Certainly symptoms present themselves. But they need to be correctly Understood.

Published on December 28, 2013 by Robert Berezin, M.D. in The Theater of the Brain - Published in Psychology Today

140630-141353Larry is an intelligent fourteen year old who is not performing academically up to his potential. It seems when he is reading in class, he commonly drifts off and finds himself staring out the window and daydreaming. Frequently when doing his homework, he doesn’t seem to comprehend what he is reading and gives superficial answers to the study questions. Larry is diagnosed as having an attentional problem, and is given Adderall for his ADHD.

The real story is that Larry is an auditory reader. That means he has to hear the words he reads out loud in his mind. When he was taught to read silently Larry got lost. After one sentence, he was passing his eyes over the words, but he was not taking in the meaning. Comprehension plummeted to zero. Larry then just scanned the paragraph and tried to remember the last sentence. In contrast, if he were a visual reader, he would have no problem reading silently.

= Problems and tasks =
• A. Summarize the passage about Larry in two sentences.
• B. Write out the part of the passage about Larry starting with "Published on December" and going on through "given Adderall for his ADHD.".
The entries that follow have no connection to the passage about Larry.

= Information shown =
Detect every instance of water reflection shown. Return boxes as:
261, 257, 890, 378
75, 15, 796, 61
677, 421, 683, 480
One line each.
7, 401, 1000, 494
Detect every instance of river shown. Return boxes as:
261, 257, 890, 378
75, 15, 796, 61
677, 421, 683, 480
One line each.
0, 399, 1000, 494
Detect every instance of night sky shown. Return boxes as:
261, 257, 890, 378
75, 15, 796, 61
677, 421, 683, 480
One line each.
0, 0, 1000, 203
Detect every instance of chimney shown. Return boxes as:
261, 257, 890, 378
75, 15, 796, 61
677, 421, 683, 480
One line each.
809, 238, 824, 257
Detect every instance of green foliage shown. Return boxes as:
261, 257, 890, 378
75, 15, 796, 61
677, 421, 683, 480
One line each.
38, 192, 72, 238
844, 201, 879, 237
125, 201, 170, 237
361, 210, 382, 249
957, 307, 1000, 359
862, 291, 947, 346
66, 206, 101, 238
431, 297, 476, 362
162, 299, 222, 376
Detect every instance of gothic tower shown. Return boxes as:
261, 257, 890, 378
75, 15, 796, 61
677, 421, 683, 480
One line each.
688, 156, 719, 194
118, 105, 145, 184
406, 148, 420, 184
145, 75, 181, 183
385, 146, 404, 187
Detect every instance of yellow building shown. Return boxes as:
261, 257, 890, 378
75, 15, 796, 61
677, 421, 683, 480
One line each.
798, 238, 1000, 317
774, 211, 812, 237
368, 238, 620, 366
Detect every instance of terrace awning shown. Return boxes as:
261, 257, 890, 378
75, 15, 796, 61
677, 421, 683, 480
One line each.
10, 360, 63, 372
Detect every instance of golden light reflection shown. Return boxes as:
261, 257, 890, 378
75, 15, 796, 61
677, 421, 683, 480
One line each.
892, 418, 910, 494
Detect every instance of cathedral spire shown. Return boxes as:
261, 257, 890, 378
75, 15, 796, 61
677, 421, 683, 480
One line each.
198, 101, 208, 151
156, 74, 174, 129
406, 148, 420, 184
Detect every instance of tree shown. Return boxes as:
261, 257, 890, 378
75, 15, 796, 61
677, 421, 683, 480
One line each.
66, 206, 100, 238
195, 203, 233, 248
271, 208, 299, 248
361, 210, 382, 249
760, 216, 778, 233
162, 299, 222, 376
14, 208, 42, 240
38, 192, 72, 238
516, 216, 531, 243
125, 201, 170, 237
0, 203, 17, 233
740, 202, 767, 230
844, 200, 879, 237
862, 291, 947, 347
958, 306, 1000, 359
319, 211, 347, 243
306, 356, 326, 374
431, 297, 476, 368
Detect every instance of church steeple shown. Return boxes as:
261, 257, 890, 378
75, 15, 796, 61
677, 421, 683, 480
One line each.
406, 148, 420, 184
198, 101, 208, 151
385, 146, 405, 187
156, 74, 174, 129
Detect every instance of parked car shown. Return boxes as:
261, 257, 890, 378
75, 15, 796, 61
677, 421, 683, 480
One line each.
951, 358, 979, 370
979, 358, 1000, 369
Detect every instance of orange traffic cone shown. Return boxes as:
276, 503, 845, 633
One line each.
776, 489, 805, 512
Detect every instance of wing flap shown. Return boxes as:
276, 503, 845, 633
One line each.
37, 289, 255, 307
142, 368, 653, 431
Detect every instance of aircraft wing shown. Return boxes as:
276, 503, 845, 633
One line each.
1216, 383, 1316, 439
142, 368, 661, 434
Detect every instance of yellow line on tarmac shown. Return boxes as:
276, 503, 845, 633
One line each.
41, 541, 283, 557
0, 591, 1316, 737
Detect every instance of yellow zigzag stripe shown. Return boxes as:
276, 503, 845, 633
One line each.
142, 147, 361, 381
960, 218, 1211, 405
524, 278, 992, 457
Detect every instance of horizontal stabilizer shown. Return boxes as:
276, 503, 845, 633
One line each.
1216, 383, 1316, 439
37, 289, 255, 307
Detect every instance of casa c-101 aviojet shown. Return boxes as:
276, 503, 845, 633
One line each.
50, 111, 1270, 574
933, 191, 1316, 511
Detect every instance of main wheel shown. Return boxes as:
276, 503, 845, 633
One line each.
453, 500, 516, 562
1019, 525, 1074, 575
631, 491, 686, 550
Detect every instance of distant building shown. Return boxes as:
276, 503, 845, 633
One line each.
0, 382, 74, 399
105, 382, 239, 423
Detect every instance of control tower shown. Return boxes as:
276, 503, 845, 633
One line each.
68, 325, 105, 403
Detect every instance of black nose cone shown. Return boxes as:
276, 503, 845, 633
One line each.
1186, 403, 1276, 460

= Solutions in order =
• A. Larry, an intelligent fourteen-year-old who drifts off while reading and gives superficial answers to homework questions, is diagnosed with an attentional problem and given Adderall for ADHD. In reality he is an auditory reader who has to hear the words in his mind, so when he was taught to read silently his comprehension plummeted to zero, whereas a visual reader would have no problem reading silently.

• B.
Published on December 28, 2013 by Robert Berezin, M.D. in The Theater of the Brain - Published in Psychology Today

140630-141353Larry is an intelligent fourteen year old who is not performing academically up to his potential. It seems when he is reading in class, he commonly drifts off and finds himself staring out the window and daydreaming. Frequently when doing his homework, he doesn’t seem to comprehend what he is reading and gives superficial answers to the study questions. Larry is diagnosed as having an attentional problem, and is given Adderall for his ADHD.